* [Problem description] Return every entry exactly. Leave nothing out.

* [Supplied data]
++++

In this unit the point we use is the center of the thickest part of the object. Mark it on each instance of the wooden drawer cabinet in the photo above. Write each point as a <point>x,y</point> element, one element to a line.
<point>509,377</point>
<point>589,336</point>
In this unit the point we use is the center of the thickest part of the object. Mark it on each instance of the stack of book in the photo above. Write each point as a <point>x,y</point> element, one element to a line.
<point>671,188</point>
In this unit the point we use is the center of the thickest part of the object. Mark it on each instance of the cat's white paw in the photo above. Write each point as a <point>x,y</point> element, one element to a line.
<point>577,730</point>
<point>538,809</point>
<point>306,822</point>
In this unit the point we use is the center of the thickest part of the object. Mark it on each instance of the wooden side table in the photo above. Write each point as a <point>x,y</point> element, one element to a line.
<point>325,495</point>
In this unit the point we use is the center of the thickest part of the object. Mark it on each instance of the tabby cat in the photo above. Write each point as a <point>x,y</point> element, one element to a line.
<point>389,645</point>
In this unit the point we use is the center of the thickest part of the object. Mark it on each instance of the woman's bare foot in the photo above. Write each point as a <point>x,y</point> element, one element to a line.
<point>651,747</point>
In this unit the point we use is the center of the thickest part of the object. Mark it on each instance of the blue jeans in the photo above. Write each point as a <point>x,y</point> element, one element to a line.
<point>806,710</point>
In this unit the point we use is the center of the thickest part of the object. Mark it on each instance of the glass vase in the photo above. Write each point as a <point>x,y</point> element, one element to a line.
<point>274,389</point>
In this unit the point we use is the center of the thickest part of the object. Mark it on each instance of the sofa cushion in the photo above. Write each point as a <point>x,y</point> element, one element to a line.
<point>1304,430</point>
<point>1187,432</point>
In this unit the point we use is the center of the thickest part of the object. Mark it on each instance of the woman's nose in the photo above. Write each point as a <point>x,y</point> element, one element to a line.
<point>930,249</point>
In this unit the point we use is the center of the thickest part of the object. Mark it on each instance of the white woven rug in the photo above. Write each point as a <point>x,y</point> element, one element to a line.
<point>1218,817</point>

++++

* [Solution below]
In this unit the point we use is the center of the thickest part of the object. Mark it on each instance of the wooden drawer cabinet in the photo above. Write each point as a <point>x,y</point> element, one element to a line.
<point>509,377</point>
<point>589,336</point>
In this unit the point we use is the center of the thickest part of the object. Mark it on each instance of the stack of book in the photo above. Write each point as a <point>x,y</point> element, one element to a line.
<point>671,188</point>
In this unit the point we use is the center of the thickest part of the object. Mark it on each instance of the cat's white paw in the photo above. Write each point as a <point>x,y</point> element, one element to a line.
<point>577,730</point>
<point>538,809</point>
<point>306,822</point>
In this unit the point we use is the center of the thickest part of the object. Mark it on each instance of the wooden side table in the photo above. Write each point as a <point>x,y</point> element, one element to a line.
<point>325,495</point>
In this unit the point we use is the center of the thickest part of the object. Mark it on each instance of the tabby cat in the photo above. Write each point as a <point>x,y</point> element, one element to a line.
<point>389,645</point>
In this unit the point we use is the center of the thickest part of the object. Mark it on each instance of the woman's bare foot in the photo above. Write each point as a <point>x,y</point> element, one element to a line.
<point>651,747</point>
In this unit the point we use is the center of the thickest part of the object. Mark it on each instance of the blue jeans in the photo above. Write each point as a <point>x,y</point> element, one element to a line.
<point>806,710</point>
In this unit the point we use is the center of the thickest part of the object. Mark it on each instance of the glass vase in the photo above. Write each point as a <point>x,y</point> element, one element to a line.
<point>274,389</point>
In this unit the point we use is the center of the thickest part of the object. Mark it on each instance of the sofa cushion in the photo above. Write each point as a <point>x,y</point> element, one element to a line.
<point>1304,430</point>
<point>1187,432</point>
In this unit the point we use is the center of the thickest part of the object. Mark it on each instance of the woman's nose in the photo above. Write each point as a <point>x,y</point> element, one element to a line.
<point>930,249</point>
In this unit the point we use is the center of the thickest part of the object. Mark it on each instance of the white woven rug in the photo above. Write each point as a <point>x,y</point> element, one element to a line.
<point>1218,817</point>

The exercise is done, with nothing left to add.